▶ The problem
The records that follow must be transcribed exactly, each one in full.

Listed records: Begin

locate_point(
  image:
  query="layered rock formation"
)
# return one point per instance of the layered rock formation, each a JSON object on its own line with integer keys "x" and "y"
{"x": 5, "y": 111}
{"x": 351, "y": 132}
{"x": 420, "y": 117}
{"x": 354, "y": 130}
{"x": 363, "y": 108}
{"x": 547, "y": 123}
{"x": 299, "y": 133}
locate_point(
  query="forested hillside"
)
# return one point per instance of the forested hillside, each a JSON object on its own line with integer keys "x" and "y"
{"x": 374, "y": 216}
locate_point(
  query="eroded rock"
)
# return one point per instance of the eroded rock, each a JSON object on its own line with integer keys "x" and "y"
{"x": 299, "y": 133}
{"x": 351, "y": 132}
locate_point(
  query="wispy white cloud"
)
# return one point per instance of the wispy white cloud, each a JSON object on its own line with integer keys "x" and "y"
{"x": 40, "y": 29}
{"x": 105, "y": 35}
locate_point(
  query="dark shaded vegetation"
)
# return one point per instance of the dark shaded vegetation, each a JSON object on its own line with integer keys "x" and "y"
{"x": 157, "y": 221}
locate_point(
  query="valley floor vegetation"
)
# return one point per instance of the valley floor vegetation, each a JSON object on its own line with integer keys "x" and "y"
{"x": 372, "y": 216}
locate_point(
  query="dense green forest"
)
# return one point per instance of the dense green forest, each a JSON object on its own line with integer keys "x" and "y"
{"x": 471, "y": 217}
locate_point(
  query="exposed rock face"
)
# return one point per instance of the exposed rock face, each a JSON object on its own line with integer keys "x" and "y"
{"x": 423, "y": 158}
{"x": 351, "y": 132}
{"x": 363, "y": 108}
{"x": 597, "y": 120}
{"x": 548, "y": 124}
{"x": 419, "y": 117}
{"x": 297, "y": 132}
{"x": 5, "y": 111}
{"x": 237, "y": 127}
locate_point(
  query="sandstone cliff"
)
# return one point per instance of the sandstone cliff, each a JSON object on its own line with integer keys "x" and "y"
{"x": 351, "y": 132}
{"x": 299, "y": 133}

Listed records: End

▶ Answer for this exercise
locate_point(
  image:
  query="layered rock formation"
)
# return one point per instance of the layered rock formation, each a JSON object on its own line with integer keys "x" and "y"
{"x": 5, "y": 111}
{"x": 351, "y": 132}
{"x": 420, "y": 117}
{"x": 354, "y": 130}
{"x": 363, "y": 108}
{"x": 547, "y": 123}
{"x": 299, "y": 133}
locate_point(
  query="forested hillside"
)
# return one point per instance of the forested hillside, each a JSON object on its own line with integer keys "x" and "y"
{"x": 374, "y": 216}
locate_point(
  query="eroded rock"
)
# return one point per instance of the eroded rock, each a JSON object on its own line with integer keys "x" and "y"
{"x": 299, "y": 133}
{"x": 351, "y": 132}
locate_point(
  query="wispy white cloud"
)
# return one point per instance of the wispy white cloud, each a JSON object on its own line with integer keys "x" and "y"
{"x": 40, "y": 29}
{"x": 105, "y": 35}
locate_point(
  query="dark shaded vegetation"
)
# return one point per instance of the dark shaded vegetation, each a JSON object on its own line with integer keys "x" and "y"
{"x": 157, "y": 221}
locate_point(
  query="valley floor vegetation"
)
# return one point per instance of the valley floor vegetation, each a JSON object on its own line with integer keys "x" and "y"
{"x": 372, "y": 216}
locate_point(
  query="dense green forest"
)
# return one point per instance of the dense green forest, each a JSON object on its own line with integer keys "x" and "y"
{"x": 471, "y": 217}
locate_point(
  query="exposed rock face"
)
# return one point per instance of the exposed rock face, each a JSON object on its own line with integer keys "x" and "y"
{"x": 423, "y": 158}
{"x": 351, "y": 132}
{"x": 363, "y": 108}
{"x": 597, "y": 120}
{"x": 548, "y": 124}
{"x": 419, "y": 117}
{"x": 297, "y": 132}
{"x": 5, "y": 111}
{"x": 237, "y": 127}
locate_point(
  query="sandstone cliff"
)
# return one point per instance of the sandstone cliff, each a JSON object on its own line with integer keys "x" and "y"
{"x": 351, "y": 132}
{"x": 299, "y": 133}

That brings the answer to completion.